→ The problem
Copy out, word for word, the lines of the records below, starting at the line that contains "the gravel ground" and continuing through the last line of the records, with both included.

→ Data provided
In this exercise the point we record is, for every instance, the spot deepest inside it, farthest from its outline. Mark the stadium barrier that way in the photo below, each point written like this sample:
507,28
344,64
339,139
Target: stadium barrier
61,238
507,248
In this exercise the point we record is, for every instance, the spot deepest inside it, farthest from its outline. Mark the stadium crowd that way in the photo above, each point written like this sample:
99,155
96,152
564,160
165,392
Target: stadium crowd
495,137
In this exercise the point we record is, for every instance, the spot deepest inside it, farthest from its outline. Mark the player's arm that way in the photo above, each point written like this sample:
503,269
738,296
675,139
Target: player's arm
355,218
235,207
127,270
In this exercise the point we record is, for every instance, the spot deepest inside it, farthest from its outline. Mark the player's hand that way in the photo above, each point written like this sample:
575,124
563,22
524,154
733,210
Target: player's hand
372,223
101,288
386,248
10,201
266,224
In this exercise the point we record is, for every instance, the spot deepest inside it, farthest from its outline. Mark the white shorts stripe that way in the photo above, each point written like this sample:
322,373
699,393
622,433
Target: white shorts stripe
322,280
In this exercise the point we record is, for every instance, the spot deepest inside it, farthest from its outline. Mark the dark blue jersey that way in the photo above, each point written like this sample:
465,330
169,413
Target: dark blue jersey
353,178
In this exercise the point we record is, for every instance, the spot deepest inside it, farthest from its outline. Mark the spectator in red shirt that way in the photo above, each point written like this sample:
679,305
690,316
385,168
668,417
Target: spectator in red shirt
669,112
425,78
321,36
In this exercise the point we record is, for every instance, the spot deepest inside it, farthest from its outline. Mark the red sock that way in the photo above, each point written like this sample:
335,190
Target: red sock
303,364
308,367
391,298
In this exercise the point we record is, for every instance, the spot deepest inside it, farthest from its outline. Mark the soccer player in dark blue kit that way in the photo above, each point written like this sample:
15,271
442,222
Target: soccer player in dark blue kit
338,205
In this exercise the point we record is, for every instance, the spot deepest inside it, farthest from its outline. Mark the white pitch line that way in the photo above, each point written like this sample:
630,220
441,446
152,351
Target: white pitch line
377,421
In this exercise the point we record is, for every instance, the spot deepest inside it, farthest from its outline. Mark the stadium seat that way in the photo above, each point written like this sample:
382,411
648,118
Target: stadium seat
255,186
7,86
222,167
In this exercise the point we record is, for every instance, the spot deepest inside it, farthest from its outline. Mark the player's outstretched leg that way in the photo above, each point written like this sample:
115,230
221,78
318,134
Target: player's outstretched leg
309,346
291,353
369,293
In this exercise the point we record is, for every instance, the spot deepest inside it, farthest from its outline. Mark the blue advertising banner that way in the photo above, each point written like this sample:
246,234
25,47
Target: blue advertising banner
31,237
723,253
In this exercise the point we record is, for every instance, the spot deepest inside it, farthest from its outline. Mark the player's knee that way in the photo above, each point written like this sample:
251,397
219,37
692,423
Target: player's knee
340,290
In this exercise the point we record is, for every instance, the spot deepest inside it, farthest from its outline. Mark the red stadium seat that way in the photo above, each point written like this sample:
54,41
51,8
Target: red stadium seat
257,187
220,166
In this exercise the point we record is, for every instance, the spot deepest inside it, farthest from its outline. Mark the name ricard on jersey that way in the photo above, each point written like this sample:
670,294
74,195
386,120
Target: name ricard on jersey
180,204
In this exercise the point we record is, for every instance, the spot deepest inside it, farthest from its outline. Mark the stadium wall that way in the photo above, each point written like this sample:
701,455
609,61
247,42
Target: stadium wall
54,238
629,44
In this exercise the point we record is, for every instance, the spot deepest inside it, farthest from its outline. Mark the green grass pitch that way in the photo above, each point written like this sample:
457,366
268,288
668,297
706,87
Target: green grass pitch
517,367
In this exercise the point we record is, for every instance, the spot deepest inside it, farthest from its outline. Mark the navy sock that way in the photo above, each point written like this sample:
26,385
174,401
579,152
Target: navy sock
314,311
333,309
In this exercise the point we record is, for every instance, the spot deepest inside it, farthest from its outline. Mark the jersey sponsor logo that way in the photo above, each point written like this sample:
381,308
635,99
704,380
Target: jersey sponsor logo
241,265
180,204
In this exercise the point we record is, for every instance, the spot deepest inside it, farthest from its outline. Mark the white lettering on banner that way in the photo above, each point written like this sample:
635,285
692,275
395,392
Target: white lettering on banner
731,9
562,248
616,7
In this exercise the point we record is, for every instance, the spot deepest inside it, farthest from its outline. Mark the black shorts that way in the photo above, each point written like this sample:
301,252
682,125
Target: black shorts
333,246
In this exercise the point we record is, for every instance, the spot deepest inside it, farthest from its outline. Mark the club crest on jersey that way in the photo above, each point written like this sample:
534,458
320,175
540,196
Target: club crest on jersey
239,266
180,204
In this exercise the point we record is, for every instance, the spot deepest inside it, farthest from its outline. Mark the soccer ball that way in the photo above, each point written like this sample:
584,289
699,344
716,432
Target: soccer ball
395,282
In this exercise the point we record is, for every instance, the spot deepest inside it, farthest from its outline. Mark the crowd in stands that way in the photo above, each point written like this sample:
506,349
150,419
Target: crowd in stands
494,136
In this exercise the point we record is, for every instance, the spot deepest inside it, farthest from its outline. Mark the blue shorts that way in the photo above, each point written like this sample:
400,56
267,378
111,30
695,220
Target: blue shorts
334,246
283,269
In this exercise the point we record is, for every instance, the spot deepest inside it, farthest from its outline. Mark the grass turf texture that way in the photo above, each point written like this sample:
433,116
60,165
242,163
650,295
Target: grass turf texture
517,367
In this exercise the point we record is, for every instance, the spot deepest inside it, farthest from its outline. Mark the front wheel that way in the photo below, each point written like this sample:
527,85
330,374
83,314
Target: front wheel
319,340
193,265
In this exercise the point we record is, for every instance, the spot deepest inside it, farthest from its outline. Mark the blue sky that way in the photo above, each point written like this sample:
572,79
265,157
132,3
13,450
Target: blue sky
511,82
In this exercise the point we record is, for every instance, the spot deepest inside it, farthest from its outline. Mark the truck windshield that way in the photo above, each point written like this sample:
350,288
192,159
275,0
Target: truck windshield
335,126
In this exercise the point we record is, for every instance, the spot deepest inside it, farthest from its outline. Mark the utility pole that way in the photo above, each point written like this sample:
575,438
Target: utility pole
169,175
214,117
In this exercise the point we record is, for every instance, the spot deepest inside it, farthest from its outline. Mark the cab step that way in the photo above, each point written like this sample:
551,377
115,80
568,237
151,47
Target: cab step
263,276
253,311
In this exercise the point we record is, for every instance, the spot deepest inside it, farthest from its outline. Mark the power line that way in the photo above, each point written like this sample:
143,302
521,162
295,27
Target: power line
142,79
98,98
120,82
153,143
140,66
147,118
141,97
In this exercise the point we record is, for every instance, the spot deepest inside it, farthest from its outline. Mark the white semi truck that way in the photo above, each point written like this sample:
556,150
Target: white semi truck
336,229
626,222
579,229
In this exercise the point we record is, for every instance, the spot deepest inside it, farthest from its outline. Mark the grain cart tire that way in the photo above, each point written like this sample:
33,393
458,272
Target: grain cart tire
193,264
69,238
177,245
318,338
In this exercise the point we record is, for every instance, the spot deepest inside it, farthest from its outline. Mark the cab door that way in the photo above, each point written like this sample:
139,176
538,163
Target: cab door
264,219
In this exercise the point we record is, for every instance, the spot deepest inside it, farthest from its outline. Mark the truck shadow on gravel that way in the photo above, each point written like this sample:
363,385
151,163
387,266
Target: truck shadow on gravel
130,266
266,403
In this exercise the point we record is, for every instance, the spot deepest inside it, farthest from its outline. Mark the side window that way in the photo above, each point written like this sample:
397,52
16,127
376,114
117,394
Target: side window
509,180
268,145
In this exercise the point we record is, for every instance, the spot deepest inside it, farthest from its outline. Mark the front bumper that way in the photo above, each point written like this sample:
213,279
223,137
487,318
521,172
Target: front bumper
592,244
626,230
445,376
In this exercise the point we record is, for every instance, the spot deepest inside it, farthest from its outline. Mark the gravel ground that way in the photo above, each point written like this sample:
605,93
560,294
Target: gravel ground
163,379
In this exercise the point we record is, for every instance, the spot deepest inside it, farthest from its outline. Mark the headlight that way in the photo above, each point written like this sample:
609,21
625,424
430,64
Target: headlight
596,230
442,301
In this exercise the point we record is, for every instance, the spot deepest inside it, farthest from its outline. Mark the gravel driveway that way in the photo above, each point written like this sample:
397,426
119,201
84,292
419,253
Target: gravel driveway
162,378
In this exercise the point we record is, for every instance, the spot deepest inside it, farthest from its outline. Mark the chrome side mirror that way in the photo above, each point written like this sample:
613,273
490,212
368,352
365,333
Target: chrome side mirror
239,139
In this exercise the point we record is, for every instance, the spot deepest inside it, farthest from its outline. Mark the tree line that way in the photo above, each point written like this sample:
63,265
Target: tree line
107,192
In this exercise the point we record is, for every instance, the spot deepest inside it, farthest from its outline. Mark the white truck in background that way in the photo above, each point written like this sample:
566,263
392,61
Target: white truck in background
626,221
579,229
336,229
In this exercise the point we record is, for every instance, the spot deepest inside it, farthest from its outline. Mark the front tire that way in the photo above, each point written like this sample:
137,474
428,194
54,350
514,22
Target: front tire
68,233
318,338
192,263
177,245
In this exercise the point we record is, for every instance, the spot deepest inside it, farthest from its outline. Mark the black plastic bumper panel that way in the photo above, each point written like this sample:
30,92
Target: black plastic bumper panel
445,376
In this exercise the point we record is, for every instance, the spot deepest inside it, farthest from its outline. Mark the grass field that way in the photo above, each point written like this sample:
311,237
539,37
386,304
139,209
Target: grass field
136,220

→ Exercise response
In this exercise the point we record is, for every instance, the spot deepest inside it, farthest from its outline. Mark the gravel ground that way in the photo above, each point written like this sample:
605,93
560,294
Target: gravel ground
163,379
In this exercise the point we record is, for every instance, the spot deepest inside it, farthest from its outline. Mark the headlight that way in the photo above, each point written like this sample:
609,21
625,424
430,64
Target: headlight
596,230
442,301
In this exercise the point we record is, for every instance, the spot deepest inside it, farthest from its outline. Mark the gravel driveway that way in the photo above, each point written like this sample:
397,426
119,201
84,292
419,253
Target: gravel driveway
162,378
In this exercise the point we record is, for every instance, the spot deepest inside it, farthest from its outline. Mark the chrome side mirror that way in the photo above, each point written like this sample:
613,273
490,212
368,352
365,333
Target: chrome side mirror
239,139
In this exercise the point we record is, for every instance, the spot deepest inside it, farthest from its outline. Mark the tree line that way in the photo above, each point written like this sample:
63,265
Target: tree line
107,192
In this exercise the point we record is, for every instance, the spot deepest inside it, farthest from its outline. Mark the white truck in background that way in the photo above, each point written like this sample:
566,263
392,61
Target: white truck in background
626,221
579,229
336,229
In this exercise the point we record is, for every instance, the spot deepest inside it, farthest from its outline. Mark the front tire that way in the photo above, each point written like this sample:
137,474
428,194
54,350
514,22
Target: front tire
68,233
318,338
192,263
177,245
In this exercise the point we record is, for every instance, the spot deepest inside it, farthest from its outline. Mark the black plastic bumper panel that way in the photo above, each point written like this sample:
30,92
Target: black plastic bumper panel
445,376
In this exercise the point we record is, for every instance, the spot deepest inside it, farthest from its outline. Mark the grass field that way in the photo above, each point written like this sample:
311,237
539,37
386,304
139,209
Target: grass field
136,220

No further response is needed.